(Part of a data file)

★ ★ ★ ★ ★

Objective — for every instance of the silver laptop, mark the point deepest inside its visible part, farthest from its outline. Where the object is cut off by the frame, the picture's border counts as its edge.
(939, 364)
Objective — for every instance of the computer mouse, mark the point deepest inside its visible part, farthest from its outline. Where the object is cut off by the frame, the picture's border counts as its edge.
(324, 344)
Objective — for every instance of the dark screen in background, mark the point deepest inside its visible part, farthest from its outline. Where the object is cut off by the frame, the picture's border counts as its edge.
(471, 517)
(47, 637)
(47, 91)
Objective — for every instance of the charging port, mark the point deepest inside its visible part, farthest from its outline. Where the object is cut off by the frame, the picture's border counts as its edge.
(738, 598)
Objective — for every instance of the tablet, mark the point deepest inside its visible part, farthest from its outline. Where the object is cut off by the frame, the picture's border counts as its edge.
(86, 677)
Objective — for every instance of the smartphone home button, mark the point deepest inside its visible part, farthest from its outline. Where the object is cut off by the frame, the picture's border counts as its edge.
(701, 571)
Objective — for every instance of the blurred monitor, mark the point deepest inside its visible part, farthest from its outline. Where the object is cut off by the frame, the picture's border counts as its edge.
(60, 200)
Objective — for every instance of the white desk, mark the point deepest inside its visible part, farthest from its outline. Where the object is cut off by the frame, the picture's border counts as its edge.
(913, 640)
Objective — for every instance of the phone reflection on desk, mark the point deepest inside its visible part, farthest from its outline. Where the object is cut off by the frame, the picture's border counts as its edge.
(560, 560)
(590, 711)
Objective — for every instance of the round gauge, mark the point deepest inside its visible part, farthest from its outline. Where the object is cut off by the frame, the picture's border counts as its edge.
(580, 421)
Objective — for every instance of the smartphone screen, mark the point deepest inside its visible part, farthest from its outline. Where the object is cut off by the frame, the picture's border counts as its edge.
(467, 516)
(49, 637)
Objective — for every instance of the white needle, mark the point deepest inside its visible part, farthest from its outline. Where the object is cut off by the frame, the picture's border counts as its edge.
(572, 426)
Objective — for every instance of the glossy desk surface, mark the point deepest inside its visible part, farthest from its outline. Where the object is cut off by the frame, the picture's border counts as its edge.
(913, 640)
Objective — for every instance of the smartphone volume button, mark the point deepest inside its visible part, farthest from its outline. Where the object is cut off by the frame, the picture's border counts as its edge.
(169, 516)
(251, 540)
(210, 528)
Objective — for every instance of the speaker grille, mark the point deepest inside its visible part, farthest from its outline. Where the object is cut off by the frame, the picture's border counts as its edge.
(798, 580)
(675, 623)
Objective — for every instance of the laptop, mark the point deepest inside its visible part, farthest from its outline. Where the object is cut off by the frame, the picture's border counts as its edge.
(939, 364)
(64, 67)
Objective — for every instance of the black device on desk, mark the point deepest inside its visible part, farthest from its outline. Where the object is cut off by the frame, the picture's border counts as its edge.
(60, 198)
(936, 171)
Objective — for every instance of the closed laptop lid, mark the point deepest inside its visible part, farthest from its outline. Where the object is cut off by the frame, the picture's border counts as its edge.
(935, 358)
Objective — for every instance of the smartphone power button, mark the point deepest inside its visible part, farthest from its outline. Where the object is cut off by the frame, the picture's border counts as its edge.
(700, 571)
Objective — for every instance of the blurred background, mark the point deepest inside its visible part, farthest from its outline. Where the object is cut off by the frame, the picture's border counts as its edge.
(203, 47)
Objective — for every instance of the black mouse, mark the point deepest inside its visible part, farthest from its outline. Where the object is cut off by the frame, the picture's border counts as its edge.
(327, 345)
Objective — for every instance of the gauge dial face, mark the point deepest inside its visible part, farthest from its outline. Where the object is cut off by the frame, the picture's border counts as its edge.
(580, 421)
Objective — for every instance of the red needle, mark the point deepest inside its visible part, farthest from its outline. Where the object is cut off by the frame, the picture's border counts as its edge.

★ ★ ★ ★ ★

Work to be completed:
Can you give every line of the material above as a numbered list, leaving out any blank lines?

Answer to this problem:
1. Objective — for every instance of the silver laptop, mark the point deepest inside its visible part, farthest from its outline. Where the object is cut off by the frame, the picture's border counts as its edge.
2. (939, 364)
3. Objective — for every instance of the computer mouse, mark the point deepest inside its visible part, farthest from its outline. Where the object is cut off by the frame, the picture's border counts as its edge.
4. (324, 344)
5. Objective — for every instance of the dark screen in background, mark the point deepest inside its visible part, farthest from its outline. Where the object is cut off by the frame, the picture's border counts as its edge.
6. (471, 517)
7. (47, 637)
8. (47, 91)
9. Objective — for every instance of the charging port, mark the point deepest inside its visible part, farthest from its outline. Where the object is cut off by the frame, the picture's border counts as its edge.
10. (738, 598)
11. Objective — for every instance of the tablet, mark the point deepest inside its visible part, farthest from its outline. Where the object is cut off by the frame, the picture's border counts as its edge.
12. (86, 677)
13. Objective — for every instance of the smartphone home button, mark the point deepest inside its visible part, farthest from its outline. Where the object is cut off by the frame, the picture's border counts as its edge.
14. (701, 571)
15. Objective — for every instance of the blurred monitor, mark the point deepest inside its visible part, farthest from its outline. Where the object is cut off by the frame, the picture's border counts as its edge.
16. (60, 200)
17. Objective — for every instance of the white desk, mark the point deepest inside its visible part, farthest from its outline. Where the object is cut off by the frame, the picture's border counts as its edge.
18. (913, 640)
19. Objective — for every instance of the phone reflection on desk, mark the point deepest inside its visible part, farthest from its outline. Where the object is cut off by the frame, the picture's border counts as its edge.
20. (560, 560)
21. (590, 711)
22. Objective — for every instance of the round gauge, mark the point deepest inside its visible part, farthest from its outline. Where the object is cut off by the frame, the picture's border counts as its edge.
23. (580, 421)
24. Objective — for every instance of the smartphone screen, mark the point deepest inside its visible part, farthest from its outline. Where the object is cut off by the frame, the picture's border counts as its edge.
25. (467, 516)
26. (49, 637)
27. Objective — for every instance of the white needle, mark the point deepest inside its visible part, farthest from its outline. Where the object is cut off by the frame, the picture's border counts as its edge.
28. (572, 426)
29. Objective — for every instance of the glossy desk surface, mark the point deepest inside its visible part, farthest from its outline. Where the object is cut off by the frame, the picture's border counts as its edge.
30. (913, 640)
31. Objective — for every instance of the smartphone volume button, mark the point deepest inside its visible part, farthest from its outline. Where the object is cut off by the frame, the picture's border counts as its edge.
32. (169, 516)
33. (251, 540)
34. (210, 528)
35. Objective — for every instance of the speaker grille, mark the point deepest inside its visible part, farthest from its outline. Where the object is cut off by the frame, the picture's border counts as its edge.
36. (798, 580)
37. (675, 623)
38. Objective — for every instance of the laptop, mark the point deepest inside its visible part, farthest from its outline. Where the object is cut off by the frame, the picture's border counts as its edge.
39. (939, 364)
40. (64, 67)
41. Objective — for every instance of the black device on desk, mark the point deepest inside its visible part, farthest from its outline. Where the object is cut off by the frame, the picture's border counts as its edge.
42. (60, 198)
43. (936, 171)
44. Objective — for every instance of the closed laptop lid, mark the point deepest inside its visible part, farthest from its outline. Where the object is cut off by the frame, the picture's border counts as its edge.
45. (935, 358)
46. Objective — for every instance of the smartphone power button, mark the point deepest inside its visible part, farthest from its outline. Where the object is cut off by the frame, the picture's border counts as its edge.
47. (700, 571)
48. Objective — for every instance of the blurred background, mark the point deepest inside its visible part, farthest from its outline. Where the object is cut off by the frame, the picture's border counts as its edge.
49. (203, 47)
50. Objective — for every instance of the black mouse, mark the point deepest inside its visible part, farthest from its outline. Where the object is cut off by the frame, the picture's border counts as its edge.
51. (327, 345)
52. Objective — for every instance of the gauge dial face, mark the point deepest inside its visible part, farthest from its outline. Where the object is cut off by the frame, the picture's border counts as its edge.
53. (580, 421)
54. Objective — for every instance of the red needle, mark the point deepest inside its visible part, farthest from its outline. Where the object is cut off by the frame, the picture's border counts as its edge.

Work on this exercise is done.